Source material -
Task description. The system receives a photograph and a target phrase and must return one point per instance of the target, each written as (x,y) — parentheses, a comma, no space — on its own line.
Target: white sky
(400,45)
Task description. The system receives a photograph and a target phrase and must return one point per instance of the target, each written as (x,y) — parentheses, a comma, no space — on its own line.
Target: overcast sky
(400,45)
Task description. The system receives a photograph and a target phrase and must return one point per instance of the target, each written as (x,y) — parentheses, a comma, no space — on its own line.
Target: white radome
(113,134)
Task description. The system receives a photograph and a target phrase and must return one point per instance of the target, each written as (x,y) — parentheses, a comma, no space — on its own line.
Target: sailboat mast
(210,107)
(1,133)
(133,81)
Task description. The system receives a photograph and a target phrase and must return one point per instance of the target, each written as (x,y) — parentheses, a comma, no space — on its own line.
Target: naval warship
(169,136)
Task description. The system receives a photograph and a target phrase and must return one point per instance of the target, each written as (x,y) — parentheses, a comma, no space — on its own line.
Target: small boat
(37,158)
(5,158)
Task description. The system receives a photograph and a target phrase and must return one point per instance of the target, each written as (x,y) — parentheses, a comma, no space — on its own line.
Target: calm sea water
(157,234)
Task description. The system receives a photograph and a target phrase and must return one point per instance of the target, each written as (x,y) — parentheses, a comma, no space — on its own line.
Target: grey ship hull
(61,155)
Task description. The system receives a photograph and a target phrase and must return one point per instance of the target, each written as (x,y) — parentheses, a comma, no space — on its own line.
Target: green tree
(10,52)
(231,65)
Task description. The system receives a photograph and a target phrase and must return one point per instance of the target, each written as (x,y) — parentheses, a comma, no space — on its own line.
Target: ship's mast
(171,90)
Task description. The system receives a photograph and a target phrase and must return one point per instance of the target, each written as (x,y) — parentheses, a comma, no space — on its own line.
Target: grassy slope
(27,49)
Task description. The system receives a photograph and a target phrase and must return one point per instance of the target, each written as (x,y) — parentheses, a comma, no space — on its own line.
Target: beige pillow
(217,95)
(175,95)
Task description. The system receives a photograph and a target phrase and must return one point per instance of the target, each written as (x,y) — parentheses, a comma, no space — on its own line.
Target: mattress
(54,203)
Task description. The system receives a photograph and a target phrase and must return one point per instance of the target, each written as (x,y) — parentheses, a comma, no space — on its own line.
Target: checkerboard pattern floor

Directions -
From the records above, extract each line exactly as shown.

Answer to this problem -
Task description. The system receives a photograph and a target phrase and must return one point per instance of the target, each written as (x,y) — parentheses, a comma, no space — on its own line.
Target: white sky
(400,45)
Task description. The system receives a photograph and a target phrase and must return one point per instance of the target, each written as (x,y) — parentheses, a comma, no space — on its own line.
Target: overcast sky
(400,45)
Task description. The system receives a photograph and a target phrase and must return one point per instance of the target, each written as (x,y) — parentheses, a comma, no space — on its own line.
Target: white radome
(113,134)
Task description. The system receives a photograph and a target phrase and must return one point per instance of the target, each written as (x,y) — parentheses, a comma, no space — on its own line.
Target: sailboat mast
(210,107)
(1,133)
(133,81)
Task description. The system receives a photograph and a target phrase and must return one point per instance of the target, each written as (x,y) — parentheses, a comma, no space — on its own line.
Target: naval warship
(169,136)
Task description. The system receives a photograph and a target phrase and must return one point per instance of the target, each written as (x,y) — parentheses, a comma, no space — on its own line.
Target: small boat
(37,158)
(5,158)
Task description. The system receives a photograph and a target phrase and must return one point per instance of the target, each written as (x,y) — parentheses, a comma, no space — on its own line.
Target: calm sea water
(157,234)
Task description. The system receives a photograph and a target phrase and must return one point per instance of the target, each written as (x,y) — parentheses, a comma, no space — on its own line.
Target: grey ship hull
(61,155)
Task description. The system receives a photograph and a target phrase and must return one point per instance of the target, each written as (x,y) — parentheses, a comma, no space — on its own line.
Target: green tree
(10,52)
(231,65)
Task description. The system receives a photograph and a target phrase and must return one point per instance of the target, each written as (x,y) — parentheses, a comma, no space — on its own line.
Target: ship's mast
(171,90)
Task description. The system receives a photograph and a target phrase and must return one point per instance of the target, each written as (x,y) — parentheses, a comma, no space — on its own line.
Target: grassy slope
(27,49)
Task description. The system receives a photograph and a target phrase and must return one point per instance of the target, each written as (x,y) — parentheses, a comma, no space — on its own line.
Target: beige pillow
(217,95)
(175,95)
Task description. The system receives a photograph and a target phrase and must return one point per instance of the target, each written as (x,y) — parentheses, a comma, no space — on its own line.
Target: mattress
(54,203)
Task description. The system receives a photograph and a target phrase and must return one point per instance of the target, each written as (x,y) — parentheses, a comma, no space — on its own line.
Target: checkerboard pattern floor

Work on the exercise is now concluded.